**Data supplied:**
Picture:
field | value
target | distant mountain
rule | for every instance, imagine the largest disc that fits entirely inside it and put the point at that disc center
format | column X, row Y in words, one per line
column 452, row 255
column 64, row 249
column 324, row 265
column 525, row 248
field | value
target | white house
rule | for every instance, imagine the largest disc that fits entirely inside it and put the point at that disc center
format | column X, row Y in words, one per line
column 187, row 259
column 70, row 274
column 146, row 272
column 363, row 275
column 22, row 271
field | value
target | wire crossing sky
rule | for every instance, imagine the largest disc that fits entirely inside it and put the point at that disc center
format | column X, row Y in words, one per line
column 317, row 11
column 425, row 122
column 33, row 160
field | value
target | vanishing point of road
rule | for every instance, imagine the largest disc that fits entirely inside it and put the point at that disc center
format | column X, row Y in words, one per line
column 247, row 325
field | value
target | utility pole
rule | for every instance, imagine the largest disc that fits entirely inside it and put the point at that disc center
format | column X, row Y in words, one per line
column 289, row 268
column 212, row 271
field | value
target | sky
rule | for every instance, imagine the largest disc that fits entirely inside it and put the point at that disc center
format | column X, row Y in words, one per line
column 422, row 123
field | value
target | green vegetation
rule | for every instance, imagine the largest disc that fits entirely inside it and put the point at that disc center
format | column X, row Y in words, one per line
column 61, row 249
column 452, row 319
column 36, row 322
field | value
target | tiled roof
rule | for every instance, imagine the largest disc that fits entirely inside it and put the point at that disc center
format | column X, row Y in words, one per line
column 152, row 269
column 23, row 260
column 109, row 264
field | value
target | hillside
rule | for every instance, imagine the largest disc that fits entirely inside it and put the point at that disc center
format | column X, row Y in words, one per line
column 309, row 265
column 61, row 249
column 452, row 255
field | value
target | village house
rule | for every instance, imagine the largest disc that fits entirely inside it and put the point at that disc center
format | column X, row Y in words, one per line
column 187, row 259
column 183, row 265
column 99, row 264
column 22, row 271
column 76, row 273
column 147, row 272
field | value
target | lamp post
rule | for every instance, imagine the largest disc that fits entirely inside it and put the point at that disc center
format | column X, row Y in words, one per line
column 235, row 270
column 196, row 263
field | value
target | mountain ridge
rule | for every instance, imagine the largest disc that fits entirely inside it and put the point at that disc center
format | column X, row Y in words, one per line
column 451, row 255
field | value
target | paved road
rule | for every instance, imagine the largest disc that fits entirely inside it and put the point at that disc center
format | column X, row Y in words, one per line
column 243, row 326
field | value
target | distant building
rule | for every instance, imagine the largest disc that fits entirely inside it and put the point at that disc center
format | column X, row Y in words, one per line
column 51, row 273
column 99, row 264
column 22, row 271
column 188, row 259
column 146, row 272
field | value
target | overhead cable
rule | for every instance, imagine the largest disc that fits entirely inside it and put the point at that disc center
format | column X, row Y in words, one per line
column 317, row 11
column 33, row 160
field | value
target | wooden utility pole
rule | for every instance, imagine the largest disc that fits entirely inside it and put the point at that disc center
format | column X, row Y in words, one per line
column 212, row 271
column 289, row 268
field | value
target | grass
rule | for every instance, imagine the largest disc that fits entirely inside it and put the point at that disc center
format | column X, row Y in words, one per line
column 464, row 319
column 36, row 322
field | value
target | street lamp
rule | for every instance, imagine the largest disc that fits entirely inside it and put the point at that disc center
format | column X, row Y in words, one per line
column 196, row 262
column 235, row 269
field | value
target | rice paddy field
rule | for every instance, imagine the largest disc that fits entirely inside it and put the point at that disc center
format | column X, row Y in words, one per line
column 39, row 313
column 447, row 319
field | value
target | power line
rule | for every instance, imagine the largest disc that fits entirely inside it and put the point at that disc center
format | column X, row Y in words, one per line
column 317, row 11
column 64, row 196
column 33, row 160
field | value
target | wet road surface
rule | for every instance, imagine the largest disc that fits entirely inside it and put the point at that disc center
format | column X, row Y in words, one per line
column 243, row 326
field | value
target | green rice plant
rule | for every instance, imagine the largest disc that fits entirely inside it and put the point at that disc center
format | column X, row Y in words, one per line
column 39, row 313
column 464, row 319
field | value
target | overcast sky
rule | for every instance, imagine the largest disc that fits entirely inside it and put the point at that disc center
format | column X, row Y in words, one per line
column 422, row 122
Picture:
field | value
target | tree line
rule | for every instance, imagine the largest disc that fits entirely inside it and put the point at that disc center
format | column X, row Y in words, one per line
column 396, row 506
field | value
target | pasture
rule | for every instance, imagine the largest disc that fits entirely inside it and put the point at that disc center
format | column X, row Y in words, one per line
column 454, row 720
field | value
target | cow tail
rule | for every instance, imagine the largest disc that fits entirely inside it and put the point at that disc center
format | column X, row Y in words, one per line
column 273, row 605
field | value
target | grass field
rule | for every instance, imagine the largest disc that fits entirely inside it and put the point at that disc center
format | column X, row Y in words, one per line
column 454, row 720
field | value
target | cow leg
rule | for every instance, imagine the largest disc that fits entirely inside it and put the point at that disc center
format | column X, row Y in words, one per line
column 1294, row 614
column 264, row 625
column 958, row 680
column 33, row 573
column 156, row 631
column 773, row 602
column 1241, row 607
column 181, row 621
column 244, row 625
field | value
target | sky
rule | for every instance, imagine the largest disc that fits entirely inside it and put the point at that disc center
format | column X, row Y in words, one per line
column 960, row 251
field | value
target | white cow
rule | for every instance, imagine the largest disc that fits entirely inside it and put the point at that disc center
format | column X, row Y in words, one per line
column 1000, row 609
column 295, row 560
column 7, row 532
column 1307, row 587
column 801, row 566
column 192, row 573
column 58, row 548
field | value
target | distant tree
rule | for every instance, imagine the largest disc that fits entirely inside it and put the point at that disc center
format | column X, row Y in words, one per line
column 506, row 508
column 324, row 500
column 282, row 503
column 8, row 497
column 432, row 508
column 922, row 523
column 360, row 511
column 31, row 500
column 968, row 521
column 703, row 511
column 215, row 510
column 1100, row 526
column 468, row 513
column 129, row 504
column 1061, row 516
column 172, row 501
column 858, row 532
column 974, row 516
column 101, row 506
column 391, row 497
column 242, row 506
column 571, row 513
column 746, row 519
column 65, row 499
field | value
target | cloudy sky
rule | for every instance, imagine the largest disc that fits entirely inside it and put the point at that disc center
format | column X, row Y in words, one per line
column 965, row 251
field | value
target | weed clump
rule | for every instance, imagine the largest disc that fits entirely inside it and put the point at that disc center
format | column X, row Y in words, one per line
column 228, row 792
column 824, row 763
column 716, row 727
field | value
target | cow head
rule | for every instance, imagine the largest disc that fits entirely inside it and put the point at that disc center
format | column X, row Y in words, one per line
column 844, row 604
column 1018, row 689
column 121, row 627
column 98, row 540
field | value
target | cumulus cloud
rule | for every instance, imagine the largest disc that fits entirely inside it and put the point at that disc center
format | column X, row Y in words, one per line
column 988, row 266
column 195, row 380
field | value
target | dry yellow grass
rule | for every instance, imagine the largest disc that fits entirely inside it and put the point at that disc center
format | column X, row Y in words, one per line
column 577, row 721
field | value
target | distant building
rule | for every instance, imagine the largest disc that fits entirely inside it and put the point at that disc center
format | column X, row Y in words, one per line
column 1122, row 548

**Exercise details:**
Transcribe every entry exactly as it reads.

**Response to this task:**
Picture:
field | value
target | distant mountain
rule | for every instance, imagine the largest disc that fits entirely inside it and put the point at that disc center
format | column X, row Y in words, one per line
column 452, row 255
column 64, row 249
column 324, row 265
column 525, row 248
field | value
target | white house
rule | for every instance, imagine the largest disc that fits entirely inside it and put the point at that disc center
format | column X, row Y in words, one per line
column 187, row 259
column 70, row 274
column 146, row 272
column 363, row 275
column 22, row 271
field | value
target | wire crossing sky
rule | for every instance, imagine the largest disc that fits entirely inside it and put the point at that disc center
format | column X, row Y in words, one per line
column 317, row 11
column 425, row 122
column 33, row 160
field | value
target | vanishing point of road
rule | for every instance, imagine the largest disc that fits entirely inside it and put the point at that disc center
format | column X, row Y in words, one per line
column 247, row 325
field | value
target | utility pole
rule | for every instance, imagine the largest disc that fits entirely inside it and put the point at that disc center
format | column X, row Y in words, one per line
column 289, row 268
column 212, row 271
field | value
target | sky
rule | for every instance, imagine the largest disc that fits entirely inside it and put the point at that disc center
format | column X, row Y in words, one per line
column 422, row 123
field | value
target | green vegetation
rule | for every instance, imagine the largest disc that fits entirely inside it and put the point at that disc center
format | column X, row Y in words, one per line
column 61, row 249
column 452, row 319
column 36, row 322
field | value
target | tiled roof
rule | for every instance, imagine the largest disc that fits entirely inside it and put the point at that disc center
format | column X, row Y in words, one per line
column 152, row 269
column 23, row 260
column 109, row 264
field | value
target | hillside
rule | for every instance, imagine the largest disc that fits entirely inside it and put the point at that disc center
format | column X, row Y in words, one per line
column 309, row 265
column 61, row 249
column 452, row 255
field | value
target | village house
rule | for every instance, imagine the largest disc that fits entirely inside it and put the point at that disc center
format | column X, row Y in words, one per line
column 187, row 259
column 183, row 265
column 99, row 264
column 22, row 271
column 76, row 273
column 147, row 272
field | value
target | lamp post
rule | for every instance, imagine the largest disc that fits entirely inside it and put the point at that disc center
format | column X, row Y in words, one per line
column 235, row 270
column 196, row 263
field | value
target | mountain ridge
rule | for every instance, imagine the largest disc that fits entirely inside it and put the point at that disc center
format | column X, row Y in words, one per line
column 451, row 255
field | value
target | paved road
rule | for every instance, imagine the largest disc that fits entirely inside it and put the point at that disc center
format | column X, row Y in words, one per line
column 243, row 326
field | value
target | distant building
rule | for every instance, imagine the largest disc that fits entirely inside it and put the point at that disc center
format | column X, row Y in words, one per line
column 51, row 273
column 99, row 264
column 22, row 271
column 188, row 259
column 146, row 272
field | value
target | overhead cable
rule | for every instance, imagine the largest disc that fits entirely inside it and put the point at that disc center
format | column X, row Y in words, one per line
column 317, row 11
column 33, row 160
field | value
target | wooden utility pole
rule | for every instance, imagine the largest disc that fits entirely inside it and put the point at that disc center
format | column X, row Y in words, one per line
column 212, row 271
column 289, row 268
field | value
target | grass
rule | for every instance, imagine the largest disc that fits entirely inside it and put the point at that disc center
format | column X, row Y in words, one per line
column 464, row 319
column 36, row 322
field | value
target | street lamp
rule | for every instance, imagine the largest disc that fits entirely inside it and put the point at that disc center
format | column X, row Y in words, one per line
column 196, row 262
column 235, row 269
field | value
target | rice paddy field
rule | for every instance, imagine the largest disc that fits entirely inside it and put the point at that disc center
format | column X, row Y in words, one per line
column 39, row 313
column 447, row 319
field | value
target | power line
rule | for every instance, imagine the largest disc that fits entirely inside it and put the point at that disc center
format | column X, row Y in words, one per line
column 317, row 11
column 64, row 196
column 33, row 160
field | value
target | wet road surface
rule | for every instance, imagine the largest disc that fits entirely inside it and put the point at that disc center
format | column X, row Y in words, one per line
column 243, row 326
field | value
target | green rice plant
rule | for every instance, imagine the largest disc that fits entirely inside it and put the point at that disc center
format | column X, row Y in words, one per line
column 39, row 313
column 464, row 319
field | value
target | overcast sky
rule | for every instance, imagine the largest disc that fits entirely inside it and put the point at that disc center
format | column X, row Y in words, one per line
column 422, row 122
Picture:
field | value
target | tree line
rule | for every instance, imagine the largest disc that fits entirely inside it and put the point at that disc center
format | column X, row Y in words, one per line
column 396, row 506
field | value
target | pasture
rule | for every instance, imagine the largest disc that fits entirely inside it and put the point at that disc center
format | column X, row Y in words, one per line
column 454, row 720
field | value
target | cow tail
rule | for every instance, imagine the largest disc that fits entirely inside it and put the point at that disc center
format | column X, row Y in words, one per line
column 273, row 605
field | value
target | grass field
rule | for every instance, imagine the largest disc that fits entirely inside it and put the point at that disc center
format | column X, row Y in words, one per line
column 454, row 720
field | value
target | cow leg
rule | for every instance, imagine the largest disc that fits entirely inside it and put the point at that disc center
format | column X, row Y in words, one per line
column 1294, row 614
column 264, row 625
column 958, row 680
column 33, row 573
column 156, row 631
column 773, row 602
column 1241, row 607
column 181, row 621
column 244, row 625
field | value
target | sky
rule | for every instance, imagine the largest disc that fits entirely inside it and put the point at that disc center
format | column X, row Y in words, one per line
column 960, row 251
field | value
target | white cow
rule | for every instance, imagine the largest disc that fits entirely inside it and put the point at that disc center
format | column X, row Y in words, one per line
column 1000, row 609
column 295, row 560
column 7, row 532
column 1307, row 587
column 801, row 566
column 192, row 573
column 58, row 548
field | value
target | distant tree
rule | for every instance, imagine the largest disc that fits entirely inside it and put the point at that disc center
format | column X, row Y in words, one per line
column 506, row 508
column 324, row 500
column 282, row 503
column 8, row 497
column 432, row 508
column 922, row 523
column 360, row 511
column 31, row 500
column 968, row 521
column 703, row 511
column 215, row 510
column 1100, row 526
column 468, row 513
column 129, row 504
column 1061, row 516
column 172, row 501
column 858, row 532
column 974, row 516
column 101, row 506
column 391, row 497
column 242, row 506
column 571, row 513
column 746, row 519
column 65, row 499
field | value
target | cloudy sky
rule | for every instance, imagine the largest disc that fits entirely inside it and put the point at that disc center
format | column X, row Y in words, one per line
column 965, row 251
field | value
target | weed clump
rule | for every instance, imagine the largest disc that fits entirely inside it and put the point at that disc center
format | column X, row Y in words, one per line
column 228, row 792
column 824, row 763
column 716, row 727
field | value
target | cow head
rule | for every instance, imagine the largest disc that fits entirely inside it and put the point at that disc center
format | column X, row Y in words, one per line
column 844, row 604
column 1018, row 689
column 121, row 627
column 98, row 540
field | value
target | cumulus cloud
rule | for every instance, imagine the largest disc that fits entirely inside it and put the point at that disc center
format | column X, row Y in words, one per line
column 988, row 266
column 195, row 380
field | value
target | dry yellow grass
rule | for every instance, imagine the largest disc that fits entirely inside it and put the point at that disc center
format | column X, row Y in words, one per line
column 577, row 721
field | value
target | distant building
rule | for every instance, imagine the largest disc that fits entirely inside it and put the point at that disc center
format | column X, row Y in words, one per line
column 1122, row 548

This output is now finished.